* PAGE:
--------

Rejected for Being Debt Free, Really?

The following is an earlier rant post I wrote when I first started this blog. Enjoy!

Everyone thinks being debt free is awesome; believe me I was in the same boat. But when an opportunity for a new dream apartment came up, I was turned down because apparently the next renter had better credit than me. By having little or no debt, the U.S. credit system rewarded me by lowering my credit score and taking a gigantic dump on my spirit.


Let me explain. Growing up it wasn’t difficult to see that credit debt ruins people’s lives. I didn’t have to look far to see my brother load up his credit card as if it were free money only to see himself in debt later – ruined, depressed and completely out of touch with any sense of hope. Or my mother, who continuously struggled to make ends meet, constantly relying on the good ol’ plastic cards to put food on the table and to make just enough money to pay down a fraction of the interest accrued every month.

Nobody could persuade me I needed to have the newest flat screen TV or the latest Apple product – and charge it all on the card. I made it my priority to stay away from credit cards and other forms of debt by paying for things only when I had the money to do so. That meant saving the $1200 for my new flat screen TV when I wanted it and purchasing my vehicle outright when the old, passed-down beat-up Volvo that cost me twice the money in repairs than it’s worth. I’m happy to say that I’ve been able to manage pretty much all of my purchases without requiring any type of credit assistance up to this moment.

That hasn’t always been the case. When time came to put myself through school, I borrowed money from the government for which I am still grateful today. Thus I have at least one line of credit today which remains (unfortunately, or maybe fortunately?) Prior to cutting up my last credit card, I needed at least two to finance my rather frugal life style at the time. Life wasn’t easy, even though the credit cards were a godsend they quickly amounted to large sums of debt with increasingly scary interest fees.


I knew that if I wanted to save any kind of money I had to eliminate my credit cards, and so it became my mission. “Spend not what have not” – became my motto and I’m glad to report it actually worked. Years later I had zero credit card debt, a simple student loan which I almost forget about now that the payments come out automatically and I am not struggling.

--------

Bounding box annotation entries
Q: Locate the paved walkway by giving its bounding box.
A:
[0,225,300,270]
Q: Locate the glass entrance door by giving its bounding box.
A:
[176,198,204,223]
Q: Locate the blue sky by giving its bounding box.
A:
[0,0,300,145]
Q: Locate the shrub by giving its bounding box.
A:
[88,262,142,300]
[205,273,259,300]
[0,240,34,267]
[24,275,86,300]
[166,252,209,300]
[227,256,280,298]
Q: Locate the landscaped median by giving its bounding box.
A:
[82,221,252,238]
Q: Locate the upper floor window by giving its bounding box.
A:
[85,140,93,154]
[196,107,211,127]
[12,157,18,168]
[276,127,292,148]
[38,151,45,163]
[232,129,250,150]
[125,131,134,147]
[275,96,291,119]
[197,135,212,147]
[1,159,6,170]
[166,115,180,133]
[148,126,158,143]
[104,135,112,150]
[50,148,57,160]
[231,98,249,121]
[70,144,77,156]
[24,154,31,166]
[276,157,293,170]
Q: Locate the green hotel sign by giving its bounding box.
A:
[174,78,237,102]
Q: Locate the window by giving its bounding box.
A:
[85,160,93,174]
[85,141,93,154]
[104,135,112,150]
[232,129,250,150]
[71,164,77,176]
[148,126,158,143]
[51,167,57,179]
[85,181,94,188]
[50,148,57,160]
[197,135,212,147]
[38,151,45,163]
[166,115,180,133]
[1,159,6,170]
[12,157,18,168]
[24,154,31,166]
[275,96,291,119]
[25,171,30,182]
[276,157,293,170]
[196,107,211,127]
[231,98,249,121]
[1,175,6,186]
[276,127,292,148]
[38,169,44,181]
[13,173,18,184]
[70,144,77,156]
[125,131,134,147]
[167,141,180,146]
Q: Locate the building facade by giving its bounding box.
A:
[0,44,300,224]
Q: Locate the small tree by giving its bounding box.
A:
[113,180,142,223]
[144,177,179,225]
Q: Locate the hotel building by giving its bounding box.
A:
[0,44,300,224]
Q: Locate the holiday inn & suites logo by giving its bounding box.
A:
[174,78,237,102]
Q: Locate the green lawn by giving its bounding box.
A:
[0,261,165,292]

--------

In the blog post about being rejected for being debt free, how much money did the writer save for a new flat screen TV?

$1200